** TASK STATEMENT **
Beginning at the line that contains "Task: point out every instance of the white", transcribe the remaining lines of the listing exactly; include the final line and omit everything before.

:: ROWS

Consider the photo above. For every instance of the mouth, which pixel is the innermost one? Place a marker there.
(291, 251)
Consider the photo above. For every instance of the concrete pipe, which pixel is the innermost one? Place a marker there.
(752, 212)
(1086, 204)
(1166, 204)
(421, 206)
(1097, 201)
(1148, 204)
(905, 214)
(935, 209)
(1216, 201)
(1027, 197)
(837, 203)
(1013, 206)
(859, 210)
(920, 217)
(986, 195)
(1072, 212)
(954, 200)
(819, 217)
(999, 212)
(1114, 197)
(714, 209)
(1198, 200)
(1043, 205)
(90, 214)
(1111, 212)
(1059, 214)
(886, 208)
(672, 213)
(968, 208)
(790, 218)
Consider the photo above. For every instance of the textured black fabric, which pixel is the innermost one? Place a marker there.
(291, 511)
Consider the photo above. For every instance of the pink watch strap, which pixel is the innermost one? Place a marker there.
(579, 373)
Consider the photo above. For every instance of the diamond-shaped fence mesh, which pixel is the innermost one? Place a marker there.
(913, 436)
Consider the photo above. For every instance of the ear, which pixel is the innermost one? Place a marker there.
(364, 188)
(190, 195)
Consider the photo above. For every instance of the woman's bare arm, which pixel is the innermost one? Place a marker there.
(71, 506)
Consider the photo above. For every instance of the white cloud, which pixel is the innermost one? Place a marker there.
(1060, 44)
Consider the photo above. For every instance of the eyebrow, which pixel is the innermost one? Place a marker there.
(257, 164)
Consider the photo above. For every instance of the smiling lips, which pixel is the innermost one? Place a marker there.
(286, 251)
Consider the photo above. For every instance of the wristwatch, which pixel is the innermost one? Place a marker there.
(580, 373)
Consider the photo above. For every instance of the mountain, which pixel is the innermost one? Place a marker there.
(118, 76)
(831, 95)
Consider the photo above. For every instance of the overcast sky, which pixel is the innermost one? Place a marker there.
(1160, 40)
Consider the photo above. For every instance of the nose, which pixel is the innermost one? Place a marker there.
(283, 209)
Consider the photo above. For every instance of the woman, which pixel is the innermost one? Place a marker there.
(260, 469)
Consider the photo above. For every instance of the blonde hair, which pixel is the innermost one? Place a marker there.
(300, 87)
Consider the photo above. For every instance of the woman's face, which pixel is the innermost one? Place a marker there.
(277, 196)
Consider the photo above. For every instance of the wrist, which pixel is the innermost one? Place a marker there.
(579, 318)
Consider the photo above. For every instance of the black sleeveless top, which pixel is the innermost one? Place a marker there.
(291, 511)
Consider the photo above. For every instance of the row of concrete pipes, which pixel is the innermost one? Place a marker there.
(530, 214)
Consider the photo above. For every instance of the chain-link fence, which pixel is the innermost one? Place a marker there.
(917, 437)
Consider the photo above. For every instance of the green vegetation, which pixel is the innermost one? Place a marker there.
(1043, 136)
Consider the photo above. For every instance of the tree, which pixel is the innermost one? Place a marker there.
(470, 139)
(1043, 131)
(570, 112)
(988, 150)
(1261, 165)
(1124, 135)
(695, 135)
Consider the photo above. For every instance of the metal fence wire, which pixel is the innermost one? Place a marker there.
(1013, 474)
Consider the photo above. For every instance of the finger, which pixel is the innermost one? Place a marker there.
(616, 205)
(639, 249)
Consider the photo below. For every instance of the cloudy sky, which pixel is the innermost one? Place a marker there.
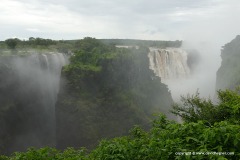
(137, 19)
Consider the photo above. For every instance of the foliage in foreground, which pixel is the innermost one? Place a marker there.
(195, 108)
(166, 140)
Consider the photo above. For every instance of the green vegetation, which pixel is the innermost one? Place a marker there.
(146, 43)
(107, 91)
(165, 140)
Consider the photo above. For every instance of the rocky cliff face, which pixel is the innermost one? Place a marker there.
(28, 91)
(109, 102)
(228, 75)
(169, 63)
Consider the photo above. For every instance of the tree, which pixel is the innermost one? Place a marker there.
(194, 108)
(12, 42)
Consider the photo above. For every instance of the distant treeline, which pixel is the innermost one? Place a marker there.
(146, 43)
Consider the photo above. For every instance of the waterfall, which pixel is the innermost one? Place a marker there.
(30, 118)
(171, 65)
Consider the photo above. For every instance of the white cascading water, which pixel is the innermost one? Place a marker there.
(171, 65)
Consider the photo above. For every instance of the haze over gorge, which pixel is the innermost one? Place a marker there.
(73, 93)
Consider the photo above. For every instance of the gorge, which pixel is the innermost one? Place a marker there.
(102, 93)
(28, 92)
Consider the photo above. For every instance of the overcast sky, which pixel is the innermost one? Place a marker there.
(134, 19)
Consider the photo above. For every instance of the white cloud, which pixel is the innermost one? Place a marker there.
(144, 19)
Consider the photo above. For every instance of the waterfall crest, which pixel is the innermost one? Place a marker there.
(169, 64)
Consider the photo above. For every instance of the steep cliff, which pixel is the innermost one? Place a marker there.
(228, 75)
(107, 90)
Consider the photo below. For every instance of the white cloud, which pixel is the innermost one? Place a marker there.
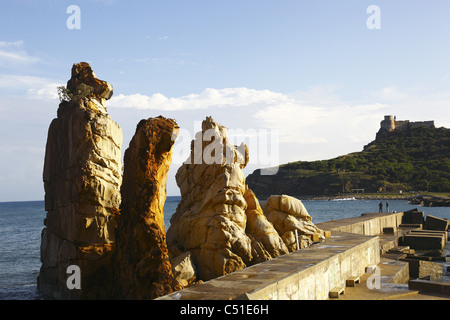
(208, 98)
(322, 119)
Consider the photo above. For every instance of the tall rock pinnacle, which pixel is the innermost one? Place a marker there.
(82, 179)
(144, 270)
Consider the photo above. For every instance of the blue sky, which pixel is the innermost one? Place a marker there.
(310, 71)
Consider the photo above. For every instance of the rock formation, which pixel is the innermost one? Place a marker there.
(288, 214)
(82, 178)
(211, 220)
(144, 270)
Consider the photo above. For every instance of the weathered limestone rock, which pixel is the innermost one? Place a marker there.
(211, 220)
(82, 178)
(144, 270)
(267, 238)
(288, 214)
(184, 269)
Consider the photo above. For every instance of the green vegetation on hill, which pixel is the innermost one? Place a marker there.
(416, 159)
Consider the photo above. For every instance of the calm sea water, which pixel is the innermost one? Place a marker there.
(21, 224)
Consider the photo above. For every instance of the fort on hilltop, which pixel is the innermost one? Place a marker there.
(390, 123)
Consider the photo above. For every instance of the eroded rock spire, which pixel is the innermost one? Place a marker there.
(82, 179)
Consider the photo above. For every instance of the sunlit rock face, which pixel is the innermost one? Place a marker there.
(82, 179)
(289, 216)
(211, 220)
(142, 260)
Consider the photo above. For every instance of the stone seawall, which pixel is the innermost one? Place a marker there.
(306, 274)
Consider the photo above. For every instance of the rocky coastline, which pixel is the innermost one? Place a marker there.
(104, 235)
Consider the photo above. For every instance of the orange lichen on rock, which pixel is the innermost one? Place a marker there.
(144, 270)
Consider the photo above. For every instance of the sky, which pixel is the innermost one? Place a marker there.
(294, 79)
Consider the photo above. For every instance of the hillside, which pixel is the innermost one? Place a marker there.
(415, 159)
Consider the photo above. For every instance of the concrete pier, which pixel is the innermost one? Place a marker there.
(322, 271)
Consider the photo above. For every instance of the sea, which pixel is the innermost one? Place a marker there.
(21, 224)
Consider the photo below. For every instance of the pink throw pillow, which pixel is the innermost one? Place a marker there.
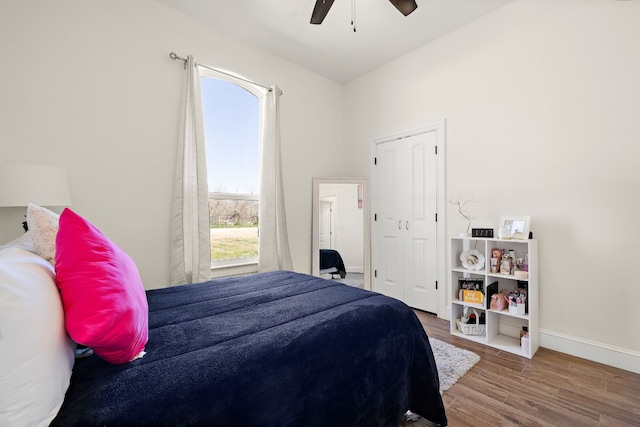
(104, 300)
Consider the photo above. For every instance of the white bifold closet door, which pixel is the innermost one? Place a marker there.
(404, 226)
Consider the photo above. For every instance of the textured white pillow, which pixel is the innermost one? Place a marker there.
(43, 225)
(23, 242)
(36, 353)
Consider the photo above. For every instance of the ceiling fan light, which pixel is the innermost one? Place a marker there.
(405, 6)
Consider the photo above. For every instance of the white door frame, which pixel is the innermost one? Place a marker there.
(444, 311)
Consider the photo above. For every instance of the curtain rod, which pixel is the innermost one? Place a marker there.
(175, 57)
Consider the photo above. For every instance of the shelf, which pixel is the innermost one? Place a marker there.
(469, 304)
(502, 327)
(482, 339)
(506, 312)
(504, 276)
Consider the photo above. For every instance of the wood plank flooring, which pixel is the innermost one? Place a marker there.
(552, 389)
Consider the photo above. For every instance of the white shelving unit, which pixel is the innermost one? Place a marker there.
(502, 327)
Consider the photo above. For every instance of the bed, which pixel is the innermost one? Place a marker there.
(270, 349)
(331, 263)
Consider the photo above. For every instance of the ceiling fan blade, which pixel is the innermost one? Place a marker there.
(405, 6)
(320, 10)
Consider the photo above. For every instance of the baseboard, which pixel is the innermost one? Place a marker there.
(617, 357)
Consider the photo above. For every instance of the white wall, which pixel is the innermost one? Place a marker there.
(542, 102)
(88, 85)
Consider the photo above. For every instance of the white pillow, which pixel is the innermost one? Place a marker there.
(43, 225)
(23, 242)
(37, 354)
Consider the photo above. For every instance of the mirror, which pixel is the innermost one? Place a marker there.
(341, 228)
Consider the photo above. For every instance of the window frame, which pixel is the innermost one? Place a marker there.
(238, 265)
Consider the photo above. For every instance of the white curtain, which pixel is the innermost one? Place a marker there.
(190, 238)
(273, 249)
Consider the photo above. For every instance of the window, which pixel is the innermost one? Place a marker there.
(231, 122)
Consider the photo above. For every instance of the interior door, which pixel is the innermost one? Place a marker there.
(404, 232)
(420, 222)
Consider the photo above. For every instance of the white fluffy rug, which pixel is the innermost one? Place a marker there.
(452, 362)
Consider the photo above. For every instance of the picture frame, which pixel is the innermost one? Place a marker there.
(519, 226)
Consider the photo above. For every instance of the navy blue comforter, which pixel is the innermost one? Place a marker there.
(271, 349)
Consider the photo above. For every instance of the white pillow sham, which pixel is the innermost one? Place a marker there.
(37, 354)
(43, 225)
(23, 242)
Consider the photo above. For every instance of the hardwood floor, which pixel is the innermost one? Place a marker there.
(552, 389)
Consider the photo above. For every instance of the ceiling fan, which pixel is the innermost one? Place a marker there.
(322, 7)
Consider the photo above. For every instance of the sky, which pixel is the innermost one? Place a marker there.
(231, 126)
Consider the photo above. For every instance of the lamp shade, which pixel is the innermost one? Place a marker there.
(37, 184)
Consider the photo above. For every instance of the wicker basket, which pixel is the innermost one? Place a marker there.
(471, 328)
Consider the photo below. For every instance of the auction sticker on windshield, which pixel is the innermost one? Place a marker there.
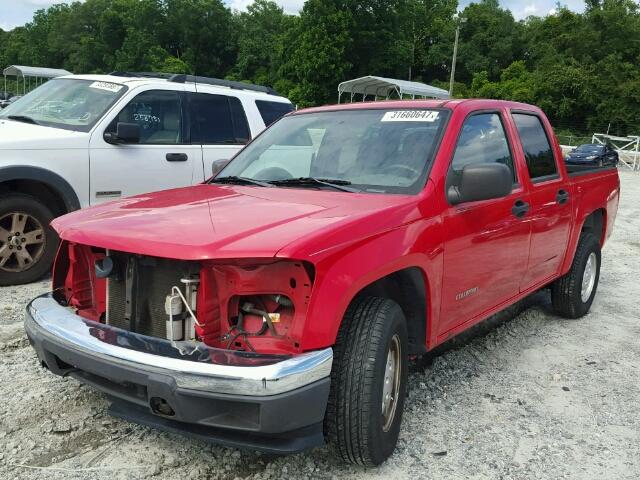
(110, 87)
(410, 116)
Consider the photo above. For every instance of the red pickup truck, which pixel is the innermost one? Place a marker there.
(276, 306)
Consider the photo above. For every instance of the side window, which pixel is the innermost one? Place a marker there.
(158, 114)
(272, 111)
(482, 140)
(536, 146)
(217, 119)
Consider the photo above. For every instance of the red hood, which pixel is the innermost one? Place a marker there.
(207, 221)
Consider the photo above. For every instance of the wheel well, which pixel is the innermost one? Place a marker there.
(407, 288)
(595, 224)
(40, 190)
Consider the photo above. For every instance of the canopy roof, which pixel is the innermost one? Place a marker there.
(385, 87)
(40, 72)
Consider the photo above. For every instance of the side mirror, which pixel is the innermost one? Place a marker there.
(218, 165)
(125, 133)
(482, 181)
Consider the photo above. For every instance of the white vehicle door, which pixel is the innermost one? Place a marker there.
(161, 158)
(219, 124)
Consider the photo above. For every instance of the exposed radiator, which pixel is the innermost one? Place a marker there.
(149, 281)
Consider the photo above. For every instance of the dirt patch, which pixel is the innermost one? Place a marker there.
(533, 397)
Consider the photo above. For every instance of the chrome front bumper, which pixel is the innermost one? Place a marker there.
(203, 369)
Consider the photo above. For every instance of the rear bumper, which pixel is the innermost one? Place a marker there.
(265, 402)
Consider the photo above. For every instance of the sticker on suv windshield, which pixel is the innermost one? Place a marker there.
(410, 116)
(110, 87)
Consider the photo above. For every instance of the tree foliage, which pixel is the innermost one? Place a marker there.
(583, 69)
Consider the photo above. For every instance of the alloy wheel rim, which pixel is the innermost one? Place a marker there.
(589, 277)
(22, 242)
(391, 385)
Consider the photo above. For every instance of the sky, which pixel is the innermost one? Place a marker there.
(21, 11)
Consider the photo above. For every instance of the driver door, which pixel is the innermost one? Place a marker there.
(162, 159)
(486, 245)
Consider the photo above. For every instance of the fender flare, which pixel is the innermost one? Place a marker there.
(42, 175)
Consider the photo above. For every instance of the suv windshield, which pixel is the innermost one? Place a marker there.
(379, 151)
(71, 104)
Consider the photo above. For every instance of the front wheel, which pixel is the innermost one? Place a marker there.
(368, 382)
(27, 243)
(573, 294)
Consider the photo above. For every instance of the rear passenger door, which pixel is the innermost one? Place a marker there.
(219, 125)
(550, 214)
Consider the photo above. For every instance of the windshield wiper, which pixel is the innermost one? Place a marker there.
(314, 181)
(233, 180)
(22, 118)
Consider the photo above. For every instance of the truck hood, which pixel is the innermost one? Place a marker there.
(25, 136)
(211, 221)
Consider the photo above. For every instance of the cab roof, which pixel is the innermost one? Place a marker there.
(133, 82)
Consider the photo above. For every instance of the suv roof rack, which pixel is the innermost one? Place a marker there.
(185, 78)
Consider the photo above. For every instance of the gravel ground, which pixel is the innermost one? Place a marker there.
(529, 397)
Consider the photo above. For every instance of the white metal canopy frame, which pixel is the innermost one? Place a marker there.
(387, 87)
(628, 148)
(40, 74)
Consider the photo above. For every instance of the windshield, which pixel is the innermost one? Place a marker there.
(378, 151)
(65, 103)
(589, 148)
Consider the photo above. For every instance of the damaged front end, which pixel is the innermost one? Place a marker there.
(211, 348)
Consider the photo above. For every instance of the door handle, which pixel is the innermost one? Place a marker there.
(562, 197)
(520, 208)
(177, 157)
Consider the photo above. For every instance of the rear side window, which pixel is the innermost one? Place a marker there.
(537, 148)
(217, 119)
(272, 111)
(482, 140)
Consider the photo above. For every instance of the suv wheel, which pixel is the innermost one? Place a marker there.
(368, 382)
(27, 243)
(573, 294)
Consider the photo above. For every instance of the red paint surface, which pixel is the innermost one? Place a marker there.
(351, 240)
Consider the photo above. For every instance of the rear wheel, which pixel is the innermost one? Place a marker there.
(573, 294)
(368, 382)
(27, 243)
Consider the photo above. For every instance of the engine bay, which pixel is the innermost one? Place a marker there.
(252, 305)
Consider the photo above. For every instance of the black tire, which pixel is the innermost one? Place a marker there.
(17, 203)
(566, 292)
(354, 422)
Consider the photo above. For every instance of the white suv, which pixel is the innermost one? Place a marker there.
(85, 139)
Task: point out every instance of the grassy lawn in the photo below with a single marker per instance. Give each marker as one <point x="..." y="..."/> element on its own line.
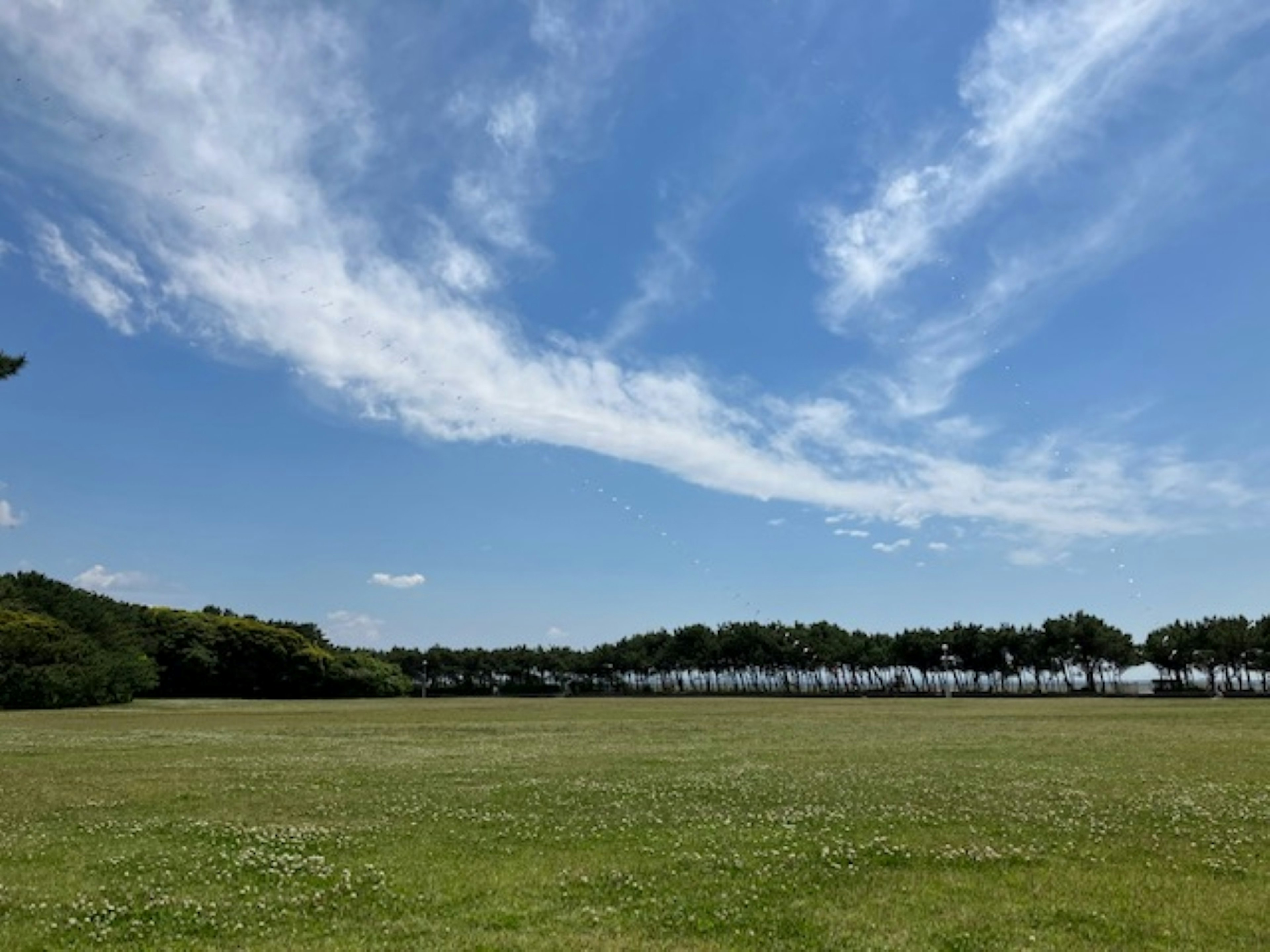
<point x="615" y="824"/>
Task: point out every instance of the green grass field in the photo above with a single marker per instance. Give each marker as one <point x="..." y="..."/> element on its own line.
<point x="614" y="824"/>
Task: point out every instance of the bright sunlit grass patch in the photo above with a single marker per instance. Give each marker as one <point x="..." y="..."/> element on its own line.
<point x="637" y="824"/>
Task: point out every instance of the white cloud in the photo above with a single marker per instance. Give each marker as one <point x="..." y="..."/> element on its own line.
<point x="889" y="547"/>
<point x="84" y="276"/>
<point x="246" y="243"/>
<point x="9" y="518"/>
<point x="397" y="582"/>
<point x="101" y="579"/>
<point x="352" y="629"/>
<point x="1037" y="556"/>
<point x="1046" y="75"/>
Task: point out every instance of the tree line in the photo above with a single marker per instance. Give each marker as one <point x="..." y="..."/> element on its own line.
<point x="1067" y="654"/>
<point x="63" y="647"/>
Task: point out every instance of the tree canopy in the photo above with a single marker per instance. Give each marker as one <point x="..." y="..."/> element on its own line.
<point x="9" y="366"/>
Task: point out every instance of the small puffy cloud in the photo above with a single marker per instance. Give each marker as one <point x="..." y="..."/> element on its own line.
<point x="354" y="629"/>
<point x="397" y="582"/>
<point x="101" y="579"/>
<point x="889" y="547"/>
<point x="1036" y="558"/>
<point x="8" y="517"/>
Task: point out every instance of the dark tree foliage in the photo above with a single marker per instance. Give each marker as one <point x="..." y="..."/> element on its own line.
<point x="9" y="366"/>
<point x="62" y="645"/>
<point x="168" y="653"/>
<point x="45" y="663"/>
<point x="1069" y="654"/>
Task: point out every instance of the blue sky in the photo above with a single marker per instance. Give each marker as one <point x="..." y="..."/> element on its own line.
<point x="505" y="323"/>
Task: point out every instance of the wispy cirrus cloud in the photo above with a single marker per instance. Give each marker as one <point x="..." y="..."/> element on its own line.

::::

** OUTPUT OF THE TASK **
Task: point out every instance of the white cloud in the photo above with a single marker per instance. Give each marker as one <point x="..." y="..."/> element on its own line.
<point x="889" y="547"/>
<point x="84" y="276"/>
<point x="246" y="243"/>
<point x="9" y="518"/>
<point x="397" y="582"/>
<point x="101" y="579"/>
<point x="352" y="629"/>
<point x="1037" y="556"/>
<point x="1046" y="75"/>
Task: point out every instance of the tree line in the photo above with a single marker per instance. Give each marker as one <point x="..." y="..."/> element on its own line.
<point x="1067" y="654"/>
<point x="63" y="647"/>
Task: point out every instance of the tree canopy in the photo above with a single marker per instance. Give each marker as one <point x="..." y="..."/> element on its own line.
<point x="9" y="366"/>
Task: point out every instance of the small puffy cloud in the photo above with a single marker per instance. Give each marker as one <point x="..." y="..."/> element on its own line.
<point x="354" y="629"/>
<point x="397" y="582"/>
<point x="101" y="579"/>
<point x="889" y="547"/>
<point x="1036" y="558"/>
<point x="8" y="517"/>
Task: point out every instance of the dark tree foliage in the photo above with a single marker per instance. Give each marker as one <point x="..." y="..."/> element on its own line.
<point x="9" y="366"/>
<point x="62" y="645"/>
<point x="168" y="653"/>
<point x="45" y="663"/>
<point x="1069" y="654"/>
Task: point out every instance of the blue sky in the photo above with a single marker per instance. Give each marker as one <point x="..." y="..."/> element on its own line.
<point x="505" y="323"/>
Task: point out every instance of the wispy cirrus cloud in the photo above with a single marker per instance. Give each marker as one <point x="..." y="..."/> element on its own line.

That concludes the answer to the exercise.